Exercice proposé A: Recopiez les entrées depuis la ligne contenant « For the benchmark, mark each instance of the patio chair » jusqu'à la fin des entrées, en remplaçant « blue sky » par « clear sky » et en laissant tout le reste identique.

Saturn par Emmanuel Van der Auwera
Du 20 septembre au 29 novembre 2025 au CAP (Saint-Fons) ; entrée libre
Every entrance is an exit
Art contemporain / Cet automne, la Salle de bains se mue en théâtre d'ombres et marionnettes, rassemblées à l'instar d'un conclave discret. Des figures animales, sorties d'armoires de compagnies ou de vitrines muséales, prennent place face au public laissant résonner d'anciennes fables autant que des querelles d'aujourd'hui. Le loup, figure menaçante et menacée, rencontre Guignol dans une arène mouvante, traversée de voix, de mécanismes et d'images qui rejouent la manière dont une société fabrique ses figures de peur ou de résistance. Ni conte ni leçon, Every entrance is an exit s'annonce comme un espace suspendu où l'on observe comment des figures reléguées aux marges reviennent hanter le présent, nous rappelant que toute histoire est toujours affaire de partage et de pouvoir.

Every entrance is an exit par Gina Proenza
Du 26 septembre au 15 novembre 2025 à la Salle de bains (Lyon 1er) ; entrée libre
Intrications
Afrofuturisme / À Villeurbanne et à la Part-Dieu, Josèfa Ntjam construit des environnements saturés où se télescopent héritages occultés, fragments technologiques et voix multiples. S'opposant à la narration linéaire, son œuvre incarne une traversée discontinue, où archives, sons et formes composites s'entrechoquent pour produire des images neuves. L'installation présentée à la Biennale de Venise déployait déjà cette logique de métamorphose : explorer des profondeurs imaginaires pour faire surgir d'autres cosmologies. Entre laboratoire plastique et champ de résistance, Ntjam détourne matériaux et outils pour composer un langage ouvert, qui refuse l'autorité des récits dominants et fait émerger de nouvelles cartographies sensibles.

Intrications par Josèfa Ntjamdu
Du 3 octobre 2025 au 11 janvier 2026 à l'IAC (Villeurbanne) et du 13 septembre 2025 au 11 janvier 2026 à la station de métro Gare Part-Dieu (Lyon 3e) ; de 0 à 6€
Zombis, aux origines
Généalogie culturelle / Au musée des Confluences, le zombi s'éloigne des clichés gore pour réacquérir son épaisseur historique. Né dans le contexte de la traite et du marronnage, il dit la dépossession du corps, la servitude imposée, mais aussi la résistance des imaginaires. L'exposition instaure une dialectique entre objets rituels, récits haïtiens et images contemporaines, montrant la circulation de cette figure entre croyance, folklore et pop culture mondialisée. Ce détour par Haïti et ses héritages permet un déplacement de notre regard : ce que l'on croyait n'être qu'un monstre de série B révèle une mémoire politique et spirituelle, toujours à l'œuvre dans nos cultures visuelles.

Entrées extraites:
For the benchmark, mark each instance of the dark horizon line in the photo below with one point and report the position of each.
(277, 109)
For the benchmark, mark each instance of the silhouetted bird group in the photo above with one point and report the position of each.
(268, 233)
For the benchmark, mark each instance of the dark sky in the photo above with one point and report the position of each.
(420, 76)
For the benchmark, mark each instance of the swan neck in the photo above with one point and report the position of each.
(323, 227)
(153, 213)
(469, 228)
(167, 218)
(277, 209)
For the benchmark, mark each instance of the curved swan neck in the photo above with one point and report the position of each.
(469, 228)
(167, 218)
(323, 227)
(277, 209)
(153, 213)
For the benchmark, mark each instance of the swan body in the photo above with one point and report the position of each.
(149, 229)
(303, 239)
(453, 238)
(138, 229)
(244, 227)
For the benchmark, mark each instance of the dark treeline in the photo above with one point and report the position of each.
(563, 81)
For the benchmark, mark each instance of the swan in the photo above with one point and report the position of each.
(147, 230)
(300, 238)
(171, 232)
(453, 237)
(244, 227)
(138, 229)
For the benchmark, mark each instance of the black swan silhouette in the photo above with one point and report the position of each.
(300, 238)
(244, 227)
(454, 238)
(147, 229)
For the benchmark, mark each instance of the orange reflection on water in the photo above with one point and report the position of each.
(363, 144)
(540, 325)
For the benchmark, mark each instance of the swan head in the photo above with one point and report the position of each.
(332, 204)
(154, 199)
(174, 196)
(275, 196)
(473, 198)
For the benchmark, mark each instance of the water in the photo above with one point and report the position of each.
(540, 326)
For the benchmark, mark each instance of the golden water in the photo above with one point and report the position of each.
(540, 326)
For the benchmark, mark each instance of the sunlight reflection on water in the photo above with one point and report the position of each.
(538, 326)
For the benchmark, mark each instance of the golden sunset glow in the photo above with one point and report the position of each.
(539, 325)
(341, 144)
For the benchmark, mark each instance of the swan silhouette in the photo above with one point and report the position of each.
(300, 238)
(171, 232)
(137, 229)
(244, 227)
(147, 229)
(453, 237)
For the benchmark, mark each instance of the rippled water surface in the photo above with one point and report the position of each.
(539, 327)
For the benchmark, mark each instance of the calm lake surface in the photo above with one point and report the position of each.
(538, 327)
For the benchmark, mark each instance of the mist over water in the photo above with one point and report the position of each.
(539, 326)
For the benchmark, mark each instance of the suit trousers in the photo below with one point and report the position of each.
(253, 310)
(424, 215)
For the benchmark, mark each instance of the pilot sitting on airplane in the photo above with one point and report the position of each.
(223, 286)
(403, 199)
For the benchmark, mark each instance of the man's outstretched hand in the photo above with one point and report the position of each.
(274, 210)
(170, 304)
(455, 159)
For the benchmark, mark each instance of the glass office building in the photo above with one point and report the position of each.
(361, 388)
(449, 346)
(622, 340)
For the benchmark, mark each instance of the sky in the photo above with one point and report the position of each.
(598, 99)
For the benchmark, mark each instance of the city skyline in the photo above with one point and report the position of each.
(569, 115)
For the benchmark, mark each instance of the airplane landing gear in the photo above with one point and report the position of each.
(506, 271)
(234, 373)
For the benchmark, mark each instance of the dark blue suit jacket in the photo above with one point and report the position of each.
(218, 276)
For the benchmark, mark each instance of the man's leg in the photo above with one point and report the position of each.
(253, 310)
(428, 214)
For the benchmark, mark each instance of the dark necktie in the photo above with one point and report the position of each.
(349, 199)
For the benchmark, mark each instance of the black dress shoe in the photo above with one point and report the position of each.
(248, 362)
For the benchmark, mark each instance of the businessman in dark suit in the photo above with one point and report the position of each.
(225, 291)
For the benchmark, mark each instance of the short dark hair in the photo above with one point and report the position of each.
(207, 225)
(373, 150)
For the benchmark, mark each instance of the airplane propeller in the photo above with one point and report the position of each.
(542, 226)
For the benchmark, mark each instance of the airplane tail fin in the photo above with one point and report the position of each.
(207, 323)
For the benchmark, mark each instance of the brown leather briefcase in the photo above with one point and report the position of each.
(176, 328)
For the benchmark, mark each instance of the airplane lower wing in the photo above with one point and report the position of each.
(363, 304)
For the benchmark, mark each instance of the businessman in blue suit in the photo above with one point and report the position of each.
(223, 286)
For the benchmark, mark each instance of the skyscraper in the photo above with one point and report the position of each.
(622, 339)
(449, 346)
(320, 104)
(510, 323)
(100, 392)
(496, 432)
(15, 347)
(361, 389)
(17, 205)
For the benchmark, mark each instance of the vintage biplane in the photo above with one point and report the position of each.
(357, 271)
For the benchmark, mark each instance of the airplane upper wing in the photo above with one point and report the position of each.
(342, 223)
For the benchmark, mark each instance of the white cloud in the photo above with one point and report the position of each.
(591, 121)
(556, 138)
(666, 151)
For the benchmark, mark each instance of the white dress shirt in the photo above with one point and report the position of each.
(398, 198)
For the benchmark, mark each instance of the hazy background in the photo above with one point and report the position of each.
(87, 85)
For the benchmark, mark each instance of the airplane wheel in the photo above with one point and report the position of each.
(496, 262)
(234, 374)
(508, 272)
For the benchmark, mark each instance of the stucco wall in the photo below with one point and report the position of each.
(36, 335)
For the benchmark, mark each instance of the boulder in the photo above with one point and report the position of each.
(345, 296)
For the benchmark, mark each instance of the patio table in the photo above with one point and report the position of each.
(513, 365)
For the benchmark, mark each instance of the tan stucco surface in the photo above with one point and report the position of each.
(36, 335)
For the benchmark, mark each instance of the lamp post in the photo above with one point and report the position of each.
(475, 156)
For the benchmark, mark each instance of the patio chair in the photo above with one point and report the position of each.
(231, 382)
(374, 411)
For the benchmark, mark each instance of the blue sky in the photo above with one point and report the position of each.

Exercice proposé B: Selon le texte cité, pourquoi le zombi présenté au musée des Confluences dit-il la dépossession du corps et la servitude imposée ?

Résultat obtenu A:
For the benchmark, mark each instance of the patio chair in the photo above with one point and report the position of each.
(231, 382)
(374, 411)
For the benchmark, mark each instance of the clear sky in the photo above with one point and report the position of each.

Résultat obtenu B: Le zombi est né dans le contexte de la traite et du marronnage. Il porte donc la dépossession du corps et la servitude imposée, mais aussi la résistance des imaginaires.